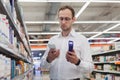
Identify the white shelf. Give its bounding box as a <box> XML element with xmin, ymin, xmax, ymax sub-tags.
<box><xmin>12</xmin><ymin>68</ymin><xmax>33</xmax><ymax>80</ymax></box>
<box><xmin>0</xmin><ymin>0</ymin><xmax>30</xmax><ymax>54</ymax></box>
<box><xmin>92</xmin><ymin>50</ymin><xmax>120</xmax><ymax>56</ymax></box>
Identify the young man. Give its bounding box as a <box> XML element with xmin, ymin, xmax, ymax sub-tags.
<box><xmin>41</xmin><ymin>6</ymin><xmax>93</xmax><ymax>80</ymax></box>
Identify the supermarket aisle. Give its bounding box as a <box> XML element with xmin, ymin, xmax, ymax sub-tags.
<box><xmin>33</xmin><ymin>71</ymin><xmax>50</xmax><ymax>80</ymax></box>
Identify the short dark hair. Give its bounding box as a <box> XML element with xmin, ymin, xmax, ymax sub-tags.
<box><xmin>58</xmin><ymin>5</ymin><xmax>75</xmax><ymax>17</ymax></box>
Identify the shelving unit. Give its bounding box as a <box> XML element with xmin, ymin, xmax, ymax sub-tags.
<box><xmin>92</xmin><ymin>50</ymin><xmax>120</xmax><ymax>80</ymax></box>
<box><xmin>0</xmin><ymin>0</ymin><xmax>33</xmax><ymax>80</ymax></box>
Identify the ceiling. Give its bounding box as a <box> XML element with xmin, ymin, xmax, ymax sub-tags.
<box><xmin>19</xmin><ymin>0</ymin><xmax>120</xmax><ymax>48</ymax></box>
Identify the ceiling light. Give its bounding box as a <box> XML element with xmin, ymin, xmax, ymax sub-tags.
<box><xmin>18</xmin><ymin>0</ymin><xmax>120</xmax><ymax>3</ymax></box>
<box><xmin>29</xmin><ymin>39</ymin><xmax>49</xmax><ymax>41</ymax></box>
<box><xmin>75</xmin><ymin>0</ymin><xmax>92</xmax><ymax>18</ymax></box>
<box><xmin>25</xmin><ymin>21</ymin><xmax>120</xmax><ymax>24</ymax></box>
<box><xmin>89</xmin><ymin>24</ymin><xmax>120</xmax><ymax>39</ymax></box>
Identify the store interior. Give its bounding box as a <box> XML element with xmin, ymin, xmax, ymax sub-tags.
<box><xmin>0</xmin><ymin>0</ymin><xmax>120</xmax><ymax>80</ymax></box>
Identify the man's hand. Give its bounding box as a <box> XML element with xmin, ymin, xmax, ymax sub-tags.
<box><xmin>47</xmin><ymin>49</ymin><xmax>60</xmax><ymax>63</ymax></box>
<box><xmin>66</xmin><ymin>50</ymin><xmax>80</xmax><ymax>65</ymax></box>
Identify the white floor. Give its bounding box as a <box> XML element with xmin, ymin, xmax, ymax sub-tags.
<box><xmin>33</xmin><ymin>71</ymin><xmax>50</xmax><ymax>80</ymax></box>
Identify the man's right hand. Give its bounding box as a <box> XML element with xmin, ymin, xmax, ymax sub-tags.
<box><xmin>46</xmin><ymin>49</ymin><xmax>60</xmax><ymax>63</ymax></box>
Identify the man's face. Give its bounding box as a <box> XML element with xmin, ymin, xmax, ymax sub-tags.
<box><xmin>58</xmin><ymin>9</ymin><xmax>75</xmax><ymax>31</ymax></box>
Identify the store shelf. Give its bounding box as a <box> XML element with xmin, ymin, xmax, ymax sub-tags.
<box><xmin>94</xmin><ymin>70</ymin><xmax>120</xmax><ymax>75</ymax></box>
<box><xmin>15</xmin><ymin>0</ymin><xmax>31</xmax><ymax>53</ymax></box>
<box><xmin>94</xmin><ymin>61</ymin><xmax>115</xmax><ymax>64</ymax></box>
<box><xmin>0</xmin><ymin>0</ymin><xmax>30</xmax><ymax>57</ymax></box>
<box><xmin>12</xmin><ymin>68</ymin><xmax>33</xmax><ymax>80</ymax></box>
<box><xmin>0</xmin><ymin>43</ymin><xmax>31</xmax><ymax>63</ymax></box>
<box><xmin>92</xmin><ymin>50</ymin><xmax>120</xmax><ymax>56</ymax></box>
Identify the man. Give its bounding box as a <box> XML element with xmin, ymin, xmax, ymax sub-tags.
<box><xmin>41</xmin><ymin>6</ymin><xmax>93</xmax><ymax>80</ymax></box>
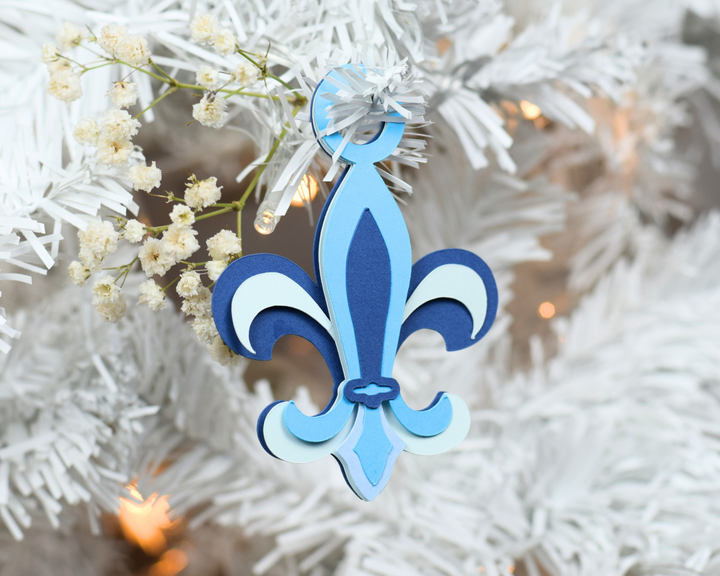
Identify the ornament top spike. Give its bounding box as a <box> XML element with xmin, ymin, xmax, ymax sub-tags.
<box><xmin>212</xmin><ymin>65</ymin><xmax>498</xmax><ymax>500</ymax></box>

**Instructions for the task**
Pull out each row above that contains the string "hand" and copy it whole. Match the case exactly.

**Exercise response**
Identify the man's hand. Give its bounding box as a <box> XML element with xmin, ymin, xmax, ymax sub-tags.
Identify the man's right hand. Give its bounding box as a <box> XML element with xmin, ymin, xmax, ymax sub-tags.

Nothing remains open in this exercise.